文書抜粋 »
====================

ショア硬さは、JIS Z 2246の方法を用いて、ロール幅方向に5点および周方向に5点測定した値の平均値から求めることができる。
【0079】
前記2つのロールの材質は、金属であることが前記ショア硬さを達成する観点から好ましく、より好ましくはステンレスであり、表面をメッキ処理されたロールも好ましい。また、2つのロールの材質は金属であれば、表面の凹凸が小さく、フィルムの表面に傷が付きにくいため、好ましい。一方、ゴムロールやゴムでライニングした金属ロールは、前記ロール圧力を達成できれば特に制限なく用いることができる。
前記タッチロールについては、例えば特開平11−314263号公報、特開2002−36332号公報、特開平11−235747号公報、国際公開第97/28950号パンフレット、特開2004−216717号公報、特開2003−145609号公報記載のものを利用できる。
【0080】
本発明の製造方法では、前記挟圧装置を構成する2つのロールの一方に、外筒厚み6〜45mmの金属製タッチロールを用いることが好ましい。より好ましくは10mm〜40mm、さらに好ましくは15mm〜35mmの金属製ロールである。金属製外筒厚みが6mm以上であればロールの剛性が十分であり、タッチロールがチルロールに沿って変形することはなく、両ロールの接触面積が増加することもないため、横ダンの発生を抑えることができる。なお、タッチロールとチルロールの接触面積が大きくなると、この間に挟まれているメルトと金属ロールの接触面積も増加し、摩擦が増加する。この結果メルト表面の変形が大きくなりすぎ横ダンが発生する。表面をゴム等で被服した金属ロールも変形し易く同様に横ダンが発生し易い。また、金属製外筒厚みが45mm以下であればタッチロールの剛性が強くなりすぎることはなく、チルロールに沿って適度に変形するため、横ダンの発生を抑えることができる上、得られるフィルムのRe [0°]、γおよびRthが前記好ましい範囲を上回りにくくなり、好ましい。なお、タッチロールとチルロールの接触面積は小さくなると、タッチロールとチルロールを接触させるための面圧がそこに集中する。この結果この間に挟まれたメルトに局所的に大きな力が掛かり、そこでメルトが変形し横ダンの原因となる。さらに過大な面圧のためズリが掛かりやすく、Re [0°]、γおよびRthが本発明の範囲を上回りやすい。

====================

提示資料 »
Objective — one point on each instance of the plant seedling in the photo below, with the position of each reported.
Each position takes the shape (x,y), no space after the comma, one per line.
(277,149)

====================

練習問題 »
(a) タッチロールに関する文章の要点を二文でまとめなさい。
(b) タッチロールに関する文章のうち、「ショア硬さは、JIS Z 2246の方法を用いて、ロール幅方向に5点および周方向に5点測定した値の平均値から求めることができる。」から「制限なく用いることができる。」までを、その両端も含めて正確に書き写しなさい。

解答例 »
(a) 2つのロールの材質は金属が好ましく、より好ましくはステンレスであり、表面をメッキ処理されたロールも好ましいが、ゴムロールやゴムでライニングした金属ロールも前記ロール圧力を達成できれば用いることができる。挟圧装置の一方のロールには外筒厚み6〜45mmの金属製タッチロールを用いることが好ましく、この範囲であればロールの剛性が適度となり、横ダンの発生を抑えることができる。

(b)
ショア硬さは、JIS Z 2246の方法を用いて、ロール幅方向に5点および周方向に5点測定した値の平均値から求めることができる。
【0079】
前記2つのロールの材質は、金属であることが前記ショア硬さを達成する観点から好ましく、より好ましくはステンレスであり、表面をメッキ処理されたロールも好ましい。また、2つのロールの材質は金属であれば、表面の凹凸が小さく、フィルムの表面に傷が付きにくいため、好ましい。一方、ゴムロールやゴムでライニングした金属ロールは、前記ロール圧力を達成できれば特に制限なく用いることができる。